--- START OF Material provided ---

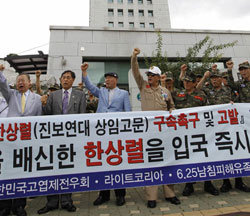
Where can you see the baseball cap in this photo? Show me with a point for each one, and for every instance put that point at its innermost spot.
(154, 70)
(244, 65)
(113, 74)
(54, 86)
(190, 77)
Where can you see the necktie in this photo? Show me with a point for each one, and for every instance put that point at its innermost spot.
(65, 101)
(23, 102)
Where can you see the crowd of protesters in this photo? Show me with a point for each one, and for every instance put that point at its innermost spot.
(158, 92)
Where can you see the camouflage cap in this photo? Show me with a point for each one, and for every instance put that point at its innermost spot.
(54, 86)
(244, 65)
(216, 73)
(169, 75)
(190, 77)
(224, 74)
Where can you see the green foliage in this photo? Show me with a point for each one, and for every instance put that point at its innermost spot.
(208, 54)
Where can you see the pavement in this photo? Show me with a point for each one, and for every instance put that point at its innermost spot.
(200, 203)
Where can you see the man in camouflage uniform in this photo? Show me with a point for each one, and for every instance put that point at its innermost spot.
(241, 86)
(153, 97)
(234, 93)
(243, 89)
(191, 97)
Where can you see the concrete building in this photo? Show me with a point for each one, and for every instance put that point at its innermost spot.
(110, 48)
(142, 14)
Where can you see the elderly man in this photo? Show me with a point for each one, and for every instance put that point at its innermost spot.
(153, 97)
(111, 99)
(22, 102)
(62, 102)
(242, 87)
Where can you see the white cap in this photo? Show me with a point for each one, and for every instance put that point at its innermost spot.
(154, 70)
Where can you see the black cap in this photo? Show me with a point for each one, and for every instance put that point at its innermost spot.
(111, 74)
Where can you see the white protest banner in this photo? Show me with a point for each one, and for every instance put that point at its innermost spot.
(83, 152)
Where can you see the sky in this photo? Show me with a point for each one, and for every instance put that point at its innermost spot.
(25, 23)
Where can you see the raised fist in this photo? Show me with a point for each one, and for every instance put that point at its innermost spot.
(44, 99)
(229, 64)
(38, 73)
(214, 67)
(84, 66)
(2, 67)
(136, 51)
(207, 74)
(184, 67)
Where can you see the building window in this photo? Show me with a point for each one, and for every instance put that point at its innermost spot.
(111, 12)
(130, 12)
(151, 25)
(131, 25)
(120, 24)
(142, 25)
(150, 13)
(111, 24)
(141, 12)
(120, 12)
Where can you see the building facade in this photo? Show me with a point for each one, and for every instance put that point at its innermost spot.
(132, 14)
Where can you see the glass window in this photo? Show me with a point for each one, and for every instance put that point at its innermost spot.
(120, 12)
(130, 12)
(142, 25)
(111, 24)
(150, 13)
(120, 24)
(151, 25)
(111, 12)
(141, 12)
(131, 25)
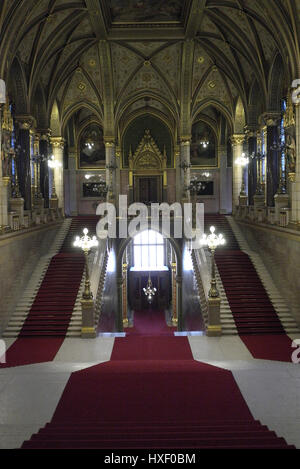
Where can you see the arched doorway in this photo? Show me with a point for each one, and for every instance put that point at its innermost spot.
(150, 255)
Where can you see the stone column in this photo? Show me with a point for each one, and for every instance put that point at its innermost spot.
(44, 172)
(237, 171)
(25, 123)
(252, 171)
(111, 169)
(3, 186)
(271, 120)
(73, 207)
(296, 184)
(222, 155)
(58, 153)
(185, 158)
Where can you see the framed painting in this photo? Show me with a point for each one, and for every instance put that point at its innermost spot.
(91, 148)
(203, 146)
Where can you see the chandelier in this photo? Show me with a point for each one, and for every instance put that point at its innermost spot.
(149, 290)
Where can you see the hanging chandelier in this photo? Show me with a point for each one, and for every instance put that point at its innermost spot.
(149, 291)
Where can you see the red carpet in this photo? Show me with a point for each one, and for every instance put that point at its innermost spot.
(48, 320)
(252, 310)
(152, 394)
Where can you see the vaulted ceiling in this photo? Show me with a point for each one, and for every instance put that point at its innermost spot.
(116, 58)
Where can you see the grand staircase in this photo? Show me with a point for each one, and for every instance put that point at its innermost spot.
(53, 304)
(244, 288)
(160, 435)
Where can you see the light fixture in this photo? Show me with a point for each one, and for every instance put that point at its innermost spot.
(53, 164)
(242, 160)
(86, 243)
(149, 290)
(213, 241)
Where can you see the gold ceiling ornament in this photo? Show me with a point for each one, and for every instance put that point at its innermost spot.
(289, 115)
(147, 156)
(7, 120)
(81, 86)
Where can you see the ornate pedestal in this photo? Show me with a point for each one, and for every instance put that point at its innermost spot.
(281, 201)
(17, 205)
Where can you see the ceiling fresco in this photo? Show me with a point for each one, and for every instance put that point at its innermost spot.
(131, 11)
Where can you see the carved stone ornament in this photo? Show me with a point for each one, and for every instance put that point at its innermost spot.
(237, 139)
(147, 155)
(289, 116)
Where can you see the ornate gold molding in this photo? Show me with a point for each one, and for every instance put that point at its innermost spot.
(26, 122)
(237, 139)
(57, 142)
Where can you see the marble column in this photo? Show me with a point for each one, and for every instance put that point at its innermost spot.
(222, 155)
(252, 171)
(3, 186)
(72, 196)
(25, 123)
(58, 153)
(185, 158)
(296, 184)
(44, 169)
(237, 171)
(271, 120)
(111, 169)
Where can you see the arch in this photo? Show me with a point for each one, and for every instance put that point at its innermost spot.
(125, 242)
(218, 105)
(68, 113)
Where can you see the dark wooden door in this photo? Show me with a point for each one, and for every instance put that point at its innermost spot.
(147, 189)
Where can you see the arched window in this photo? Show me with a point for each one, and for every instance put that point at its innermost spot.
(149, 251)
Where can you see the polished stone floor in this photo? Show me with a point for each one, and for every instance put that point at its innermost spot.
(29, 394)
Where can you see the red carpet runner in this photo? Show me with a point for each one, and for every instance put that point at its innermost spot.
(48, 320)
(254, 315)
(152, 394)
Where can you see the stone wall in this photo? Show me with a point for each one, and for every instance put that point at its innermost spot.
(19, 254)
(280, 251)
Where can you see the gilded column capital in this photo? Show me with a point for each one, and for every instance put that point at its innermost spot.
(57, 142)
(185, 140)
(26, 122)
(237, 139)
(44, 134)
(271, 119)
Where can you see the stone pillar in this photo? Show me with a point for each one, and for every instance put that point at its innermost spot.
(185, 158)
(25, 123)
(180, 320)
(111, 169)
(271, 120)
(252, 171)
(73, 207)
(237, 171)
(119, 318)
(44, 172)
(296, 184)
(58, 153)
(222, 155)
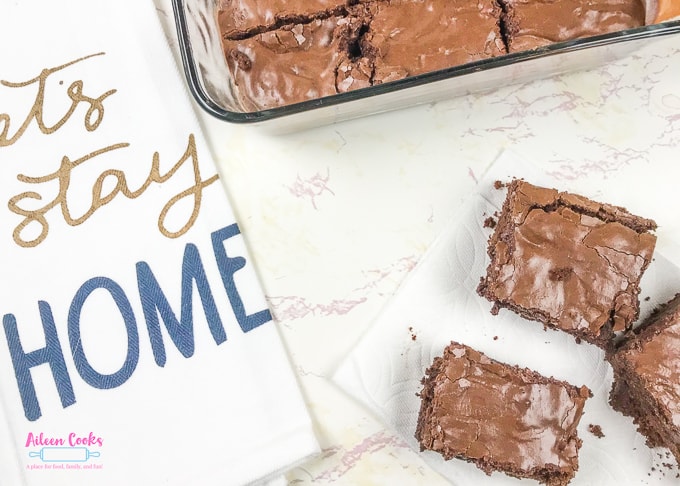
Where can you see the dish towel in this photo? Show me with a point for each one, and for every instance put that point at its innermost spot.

--- END OF Material provided ---

- **Written problem**:
Could you give all the records again with "innermost spot" swapped for "most central point" and nothing else changed? Leave the pictures out.

- **Response**:
Where can you see the baseball cap in this photo? Show me with a point for each one, and for every instance put that point at its most central point.
(154, 70)
(244, 65)
(113, 74)
(54, 86)
(190, 77)
Where can you see the necktie in this photo? Show me with a point for each one, and for every instance put that point at its most central point.
(65, 101)
(23, 102)
Where can you see the crowd of protesters in this photo? Show me with a point for each one, and for every instance put that point at its most central point.
(158, 92)
Where can you see the camouflage cap in this photo? Show me with a point for each one, and for every instance put that point at its most central point.
(54, 86)
(244, 65)
(216, 73)
(169, 75)
(190, 77)
(224, 74)
Where can you see the green foliage in this photo? Show me with a point for each one, and for every instance put that point at its most central point.
(208, 54)
Where can you see the pavement in this photo? Show me with a point for each one, and for every instance put that point at its most central point.
(200, 203)
Where can you see the man in camouflage uniform in this photo? Show me with a point for each one, and for every instance put that point at its most central point.
(241, 86)
(153, 97)
(234, 93)
(243, 89)
(191, 97)
Where can you see the concrete building in this photo? Show me with a point for each one, and for every instance put that point at its most central point.
(110, 48)
(142, 14)
Where can you see the elderly man in this photo? Show me with a point for each one, and for every instance put that point at its most central point.
(153, 97)
(111, 99)
(22, 102)
(62, 102)
(242, 87)
Where can you see the white cap in this photo? Show me with a point for each one, and for every instance put that point at its most central point.
(154, 70)
Where can you see the black cap in this photo? Show me with a point for each one, and for every instance put that point at its most central point.
(111, 74)
Where can you see the white protest banner in this photo? Show me with a point for each one, and for every instance put that point at its most central point.
(83, 152)
Where can you see the sky in this photo? Show me with a point for each one, and for every instance put that point at its most central point.
(25, 23)
Where can you see the raised fist in this photo? Show me with a point for each one, and for every instance put that point at its most central point.
(44, 99)
(229, 64)
(38, 73)
(214, 67)
(84, 66)
(2, 67)
(136, 51)
(207, 74)
(184, 67)
Where can you see the building window in this photo? Show me with a point for each one, and for every instance put that point at its most central point.
(111, 12)
(130, 12)
(151, 25)
(131, 25)
(120, 24)
(142, 25)
(150, 13)
(111, 24)
(141, 12)
(120, 12)
Where can you see the building facade in this photo? Show me with a point for each one, and for every instance put that point at its most central point.
(132, 14)
Where can you see the glass window in this photo? Show me with a point for each one, and for every instance put that point at its most central point.
(120, 12)
(130, 12)
(142, 25)
(111, 24)
(150, 13)
(120, 24)
(151, 25)
(111, 12)
(141, 12)
(131, 25)
Where can you see the arched doorway in this photo? Show me with a point for each one, and for every instance put that point at its most central point.
(150, 255)
Where can you see the stone column in this photo? Show me with a point for each one, and for every instance put that point at its most central point.
(44, 172)
(237, 171)
(25, 123)
(252, 171)
(111, 169)
(3, 186)
(271, 120)
(73, 207)
(296, 184)
(222, 155)
(58, 153)
(185, 158)
Where can you see the framed painting in this photo? Show me with a point for each one, and for every instance put that point at its most central point.
(91, 148)
(203, 146)
Where can you see the chandelier in this photo? Show me with a point for each one, and for every instance put that point at its most central point.
(149, 290)
Where can you see the hanging chandelier in this photo? Show me with a point for each one, and for every instance put that point at its most central point.
(149, 291)
Where can you see the red carpet in this photo? Show me with a point for each one, and for every instance put that point at its most central point.
(48, 320)
(252, 310)
(152, 394)
Where can you see the vaulted ceiling in this photo? Show me with a point for each one, and for every instance put that point at its most central point.
(116, 58)
Where can you see the grand staircase in this photo? Show me with a point for each one, and for every instance put that point at its most central point.
(53, 304)
(244, 288)
(160, 435)
Where can you see the light fixture in this photo? Show me with a point for each one, and for every instance put that point at its most central point.
(53, 164)
(242, 160)
(86, 243)
(149, 290)
(213, 241)
Where can you see the gold ceiling ornament in this photo? Show me with a point for each one, and for every instance put that point at its most central point.
(289, 115)
(147, 156)
(7, 120)
(81, 86)
Where can you see the ornate pedestal in this photo? Show me with a point for each one, and for every instance put that point at its most central point.
(281, 201)
(17, 205)
Where can you see the ceiling fresco in this photo? Show me with a point for each one, and for every instance put that point at its most central point.
(131, 11)
Where can you see the carved stone ornament in this photo? Show me with a point for each one, and for every instance put that point at its most central point.
(237, 139)
(147, 155)
(289, 116)
Where can you see the ornate gold molding in this photo? Show me with a point for each one, and for every instance put that point at its most central point.
(26, 122)
(237, 139)
(57, 142)
Where can you see the marble column in this photo? Show me with a point for each one, and for every instance put that point at its most central point.
(222, 155)
(252, 171)
(3, 186)
(72, 196)
(25, 123)
(58, 153)
(185, 158)
(296, 184)
(44, 169)
(237, 171)
(271, 120)
(111, 169)
Where can you see the arch in this photo? Show me with a point for each one, and for every instance put that point at its most central point.
(125, 242)
(218, 105)
(68, 113)
Where can you see the dark wooden door in this photo? Show me with a point for each one, and for every instance put that point at its most central point.
(147, 189)
Where can you see the arched window in this photo? Show me with a point for each one, and for every instance put that point at its most central point.
(149, 251)
Where can you see the polished stone floor in this photo? Show me with a point for each one, and for every instance put that point at its most central point.
(29, 394)
Where can you see the red carpet runner in this photo? Show me with a point for each one, and for every instance put that point at its most central point.
(48, 320)
(254, 315)
(152, 394)
Where can you see the stone wall in this photo? Show me with a point for each one, and for every instance put that point at its most central point.
(19, 254)
(280, 251)
Where can you see the gilded column capital in this photo? Show me with a point for each one, and for every instance put that point at its most central point.
(57, 142)
(185, 140)
(26, 122)
(237, 139)
(44, 134)
(271, 119)
Where can you see the stone pillar in this photo? Show me with a point for each one, and for every instance put that point at its most central point.
(185, 158)
(25, 123)
(180, 320)
(111, 169)
(271, 120)
(252, 171)
(73, 207)
(237, 171)
(119, 318)
(44, 172)
(296, 184)
(58, 153)
(222, 155)
Where can you see the dish towel in this photo? Show me with a point for each one, and for every instance put that point at its most central point.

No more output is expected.